=== EXCERPTED TEXT ===
BEGIN

Bush's Budget Cuts Science Short

Federal investment in research and development represents the vital feedstock for innovation in the U.S. economy. Robust research funding is needed if we are to better understand and craft solutions to pressing national issues, including climate change, sustainable fisheries and appropriate use of nanotechnology.

But while the President’s FY 2008  budget proposal would increase funding for three key physical science agencies -- the National Science Foundation (NSF), the National Institute of Standards and Technology, and the Department of Energy’s Office of Science -- federal science spending overall would decrease for the fourth year in a row.

Defense programs, space missions and the three key physical science agencies account for the lion’s share of the proposed FY 2008 budget’s 1.4% increase (to $143 billion) in federal research and development funding.

END

=== MATERIAL ===
BEGIN

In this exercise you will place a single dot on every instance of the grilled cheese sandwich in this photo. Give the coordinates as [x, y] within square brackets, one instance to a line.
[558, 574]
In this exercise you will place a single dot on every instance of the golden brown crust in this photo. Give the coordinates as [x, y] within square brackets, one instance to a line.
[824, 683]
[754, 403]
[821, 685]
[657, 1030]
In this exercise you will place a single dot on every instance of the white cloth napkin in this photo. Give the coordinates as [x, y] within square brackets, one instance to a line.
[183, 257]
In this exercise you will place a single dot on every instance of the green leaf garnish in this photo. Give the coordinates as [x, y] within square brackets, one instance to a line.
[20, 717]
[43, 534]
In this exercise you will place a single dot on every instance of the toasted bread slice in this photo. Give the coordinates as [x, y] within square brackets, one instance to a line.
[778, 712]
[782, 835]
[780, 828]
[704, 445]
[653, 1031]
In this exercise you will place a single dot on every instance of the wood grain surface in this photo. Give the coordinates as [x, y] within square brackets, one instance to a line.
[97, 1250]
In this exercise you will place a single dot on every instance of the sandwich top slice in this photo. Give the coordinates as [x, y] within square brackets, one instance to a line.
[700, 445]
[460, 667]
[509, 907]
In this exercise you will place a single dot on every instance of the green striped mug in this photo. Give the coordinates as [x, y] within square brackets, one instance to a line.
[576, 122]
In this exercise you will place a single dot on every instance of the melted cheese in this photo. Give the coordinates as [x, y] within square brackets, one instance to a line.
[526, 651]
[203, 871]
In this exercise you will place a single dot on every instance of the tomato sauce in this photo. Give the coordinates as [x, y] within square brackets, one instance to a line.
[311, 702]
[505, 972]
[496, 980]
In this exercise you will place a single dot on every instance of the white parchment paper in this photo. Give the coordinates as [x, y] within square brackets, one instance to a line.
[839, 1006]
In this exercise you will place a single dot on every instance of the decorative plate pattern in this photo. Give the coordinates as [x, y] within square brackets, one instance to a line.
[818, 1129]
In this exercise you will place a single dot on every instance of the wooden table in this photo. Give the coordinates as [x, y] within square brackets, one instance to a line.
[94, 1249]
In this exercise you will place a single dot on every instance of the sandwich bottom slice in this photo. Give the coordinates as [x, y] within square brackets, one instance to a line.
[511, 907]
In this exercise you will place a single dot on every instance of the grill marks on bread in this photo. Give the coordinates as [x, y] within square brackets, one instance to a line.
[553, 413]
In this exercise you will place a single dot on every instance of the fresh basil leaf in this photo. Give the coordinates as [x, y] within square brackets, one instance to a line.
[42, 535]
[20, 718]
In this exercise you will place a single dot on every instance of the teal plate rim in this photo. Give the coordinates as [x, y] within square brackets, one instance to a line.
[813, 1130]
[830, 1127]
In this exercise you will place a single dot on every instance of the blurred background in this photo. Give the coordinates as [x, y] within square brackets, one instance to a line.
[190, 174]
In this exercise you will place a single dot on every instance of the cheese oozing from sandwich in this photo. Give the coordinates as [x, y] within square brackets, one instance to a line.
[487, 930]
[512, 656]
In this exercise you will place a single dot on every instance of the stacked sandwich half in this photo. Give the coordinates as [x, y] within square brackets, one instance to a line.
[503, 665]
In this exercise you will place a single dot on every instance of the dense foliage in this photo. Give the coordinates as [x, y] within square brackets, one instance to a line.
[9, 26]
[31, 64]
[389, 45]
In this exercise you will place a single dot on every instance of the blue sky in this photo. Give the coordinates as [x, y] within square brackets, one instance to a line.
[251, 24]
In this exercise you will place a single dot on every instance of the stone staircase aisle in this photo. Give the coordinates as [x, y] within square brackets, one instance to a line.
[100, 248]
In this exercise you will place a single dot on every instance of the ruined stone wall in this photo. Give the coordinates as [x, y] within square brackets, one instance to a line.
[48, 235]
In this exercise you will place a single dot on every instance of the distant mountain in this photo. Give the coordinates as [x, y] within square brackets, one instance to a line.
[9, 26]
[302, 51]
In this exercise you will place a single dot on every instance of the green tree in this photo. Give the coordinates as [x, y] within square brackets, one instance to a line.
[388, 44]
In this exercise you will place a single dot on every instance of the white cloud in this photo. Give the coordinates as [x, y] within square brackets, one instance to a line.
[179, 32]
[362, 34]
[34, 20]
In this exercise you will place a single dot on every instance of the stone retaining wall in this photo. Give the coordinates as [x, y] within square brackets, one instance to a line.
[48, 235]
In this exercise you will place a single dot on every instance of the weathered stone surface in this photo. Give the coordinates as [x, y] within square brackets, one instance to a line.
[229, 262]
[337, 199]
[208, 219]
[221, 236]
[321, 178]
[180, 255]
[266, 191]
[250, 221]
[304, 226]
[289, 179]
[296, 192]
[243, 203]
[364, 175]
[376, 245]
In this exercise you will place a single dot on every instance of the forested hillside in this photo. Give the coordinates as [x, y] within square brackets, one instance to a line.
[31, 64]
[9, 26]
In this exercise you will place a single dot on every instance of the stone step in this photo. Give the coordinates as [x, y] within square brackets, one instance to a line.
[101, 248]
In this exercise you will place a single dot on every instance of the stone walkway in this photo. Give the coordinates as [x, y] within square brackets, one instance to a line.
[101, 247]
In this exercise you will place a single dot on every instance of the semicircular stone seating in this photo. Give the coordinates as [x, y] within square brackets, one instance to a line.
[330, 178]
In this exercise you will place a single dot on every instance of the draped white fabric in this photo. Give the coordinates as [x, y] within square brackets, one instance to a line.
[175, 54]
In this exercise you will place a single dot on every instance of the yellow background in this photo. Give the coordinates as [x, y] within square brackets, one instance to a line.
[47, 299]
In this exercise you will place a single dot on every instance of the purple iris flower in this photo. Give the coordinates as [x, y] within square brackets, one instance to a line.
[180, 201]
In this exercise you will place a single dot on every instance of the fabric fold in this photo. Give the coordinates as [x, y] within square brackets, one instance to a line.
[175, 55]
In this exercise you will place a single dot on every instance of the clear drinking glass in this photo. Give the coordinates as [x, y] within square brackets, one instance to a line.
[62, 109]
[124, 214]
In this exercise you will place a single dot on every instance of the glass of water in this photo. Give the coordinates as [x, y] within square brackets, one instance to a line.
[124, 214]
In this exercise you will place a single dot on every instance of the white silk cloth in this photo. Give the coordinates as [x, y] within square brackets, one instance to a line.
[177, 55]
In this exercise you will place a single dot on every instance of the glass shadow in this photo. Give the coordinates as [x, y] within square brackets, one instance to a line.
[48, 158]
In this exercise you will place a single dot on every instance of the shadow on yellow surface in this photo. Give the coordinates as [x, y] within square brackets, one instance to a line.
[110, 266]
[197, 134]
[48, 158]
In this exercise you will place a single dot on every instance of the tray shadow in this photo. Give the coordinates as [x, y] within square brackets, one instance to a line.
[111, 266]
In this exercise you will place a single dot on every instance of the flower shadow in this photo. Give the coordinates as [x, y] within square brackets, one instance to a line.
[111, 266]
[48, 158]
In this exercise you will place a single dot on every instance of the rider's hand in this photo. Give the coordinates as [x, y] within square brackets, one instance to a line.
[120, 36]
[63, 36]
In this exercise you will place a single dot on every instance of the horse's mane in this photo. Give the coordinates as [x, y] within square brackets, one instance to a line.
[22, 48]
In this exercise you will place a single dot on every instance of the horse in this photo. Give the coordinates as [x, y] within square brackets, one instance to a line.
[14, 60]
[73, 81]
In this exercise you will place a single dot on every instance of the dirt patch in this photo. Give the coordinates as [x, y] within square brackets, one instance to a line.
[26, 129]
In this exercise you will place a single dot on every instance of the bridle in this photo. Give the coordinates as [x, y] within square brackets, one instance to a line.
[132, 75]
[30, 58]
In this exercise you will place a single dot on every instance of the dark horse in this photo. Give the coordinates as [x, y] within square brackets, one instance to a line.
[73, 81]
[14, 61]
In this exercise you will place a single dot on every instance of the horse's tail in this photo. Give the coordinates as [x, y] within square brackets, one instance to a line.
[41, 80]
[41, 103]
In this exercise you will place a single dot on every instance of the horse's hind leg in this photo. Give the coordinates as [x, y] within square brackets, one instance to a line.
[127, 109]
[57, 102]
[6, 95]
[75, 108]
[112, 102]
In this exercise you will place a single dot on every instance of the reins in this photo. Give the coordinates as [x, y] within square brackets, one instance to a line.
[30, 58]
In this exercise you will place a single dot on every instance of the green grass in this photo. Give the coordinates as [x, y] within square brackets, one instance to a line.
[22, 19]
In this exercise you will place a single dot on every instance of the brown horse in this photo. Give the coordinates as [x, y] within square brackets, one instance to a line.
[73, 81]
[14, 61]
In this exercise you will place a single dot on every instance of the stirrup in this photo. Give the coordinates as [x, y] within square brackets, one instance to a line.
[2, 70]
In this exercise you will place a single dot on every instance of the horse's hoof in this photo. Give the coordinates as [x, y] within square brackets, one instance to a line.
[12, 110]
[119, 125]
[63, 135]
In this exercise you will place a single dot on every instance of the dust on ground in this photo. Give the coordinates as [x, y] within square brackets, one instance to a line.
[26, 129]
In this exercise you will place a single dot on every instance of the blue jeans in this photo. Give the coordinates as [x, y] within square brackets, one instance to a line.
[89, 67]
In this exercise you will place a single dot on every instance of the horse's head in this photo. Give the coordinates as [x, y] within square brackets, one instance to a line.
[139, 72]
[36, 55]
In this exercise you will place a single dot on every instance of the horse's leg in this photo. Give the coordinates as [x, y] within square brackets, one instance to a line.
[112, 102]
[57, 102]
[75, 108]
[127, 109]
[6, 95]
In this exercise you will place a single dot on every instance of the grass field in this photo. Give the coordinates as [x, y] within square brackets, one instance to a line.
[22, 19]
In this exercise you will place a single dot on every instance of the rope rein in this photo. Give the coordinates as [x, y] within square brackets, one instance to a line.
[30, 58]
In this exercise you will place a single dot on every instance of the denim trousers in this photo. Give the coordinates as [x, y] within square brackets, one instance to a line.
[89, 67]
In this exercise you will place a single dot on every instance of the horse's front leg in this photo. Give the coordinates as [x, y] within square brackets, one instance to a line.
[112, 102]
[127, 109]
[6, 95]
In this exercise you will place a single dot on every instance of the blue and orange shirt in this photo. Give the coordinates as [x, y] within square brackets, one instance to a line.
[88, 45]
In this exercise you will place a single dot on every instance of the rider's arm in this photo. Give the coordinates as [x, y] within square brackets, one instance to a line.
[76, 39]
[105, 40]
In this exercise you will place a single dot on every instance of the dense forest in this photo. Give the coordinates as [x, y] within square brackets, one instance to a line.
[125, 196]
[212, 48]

END

=== LIST OF TASKS ===
1. Answer these questions from the article on the FY 2008 science budget:
(a) Which three physical science agencies would receive increased funding?
(b) For how many years in a row would overall federal science spending decrease?
(c) By what percentage, and to what total, would federal research and development funding rise?
2. Write the next part of the article on the President's FY 2008 budget and science funding, starting after its last sentence.
The records above come from a different source than the budget article.

=== ANSWER SET ===
1.
(a) The National Science Foundation (NSF), the National Institute of Standards and Technology, and the Department of Energy's Office of Science.
(b) Four years.
(c) By 1.4%, to $143 billion.

2.
The three agencies have been singled out as part of the American Competitiveness Initiative, introduced by U.S. President George W. Bush in his 2006 State of the Union address. But according to a new report by the American Association for the Advancement of Science, most of the budget’s R&D spending goes toward the development of weapon systems and spacecraft. Even the budget bumps for ACI agencies would not be enough to keep the federal investment in basic and applied research from falling by 2% in 2008, the report concludes.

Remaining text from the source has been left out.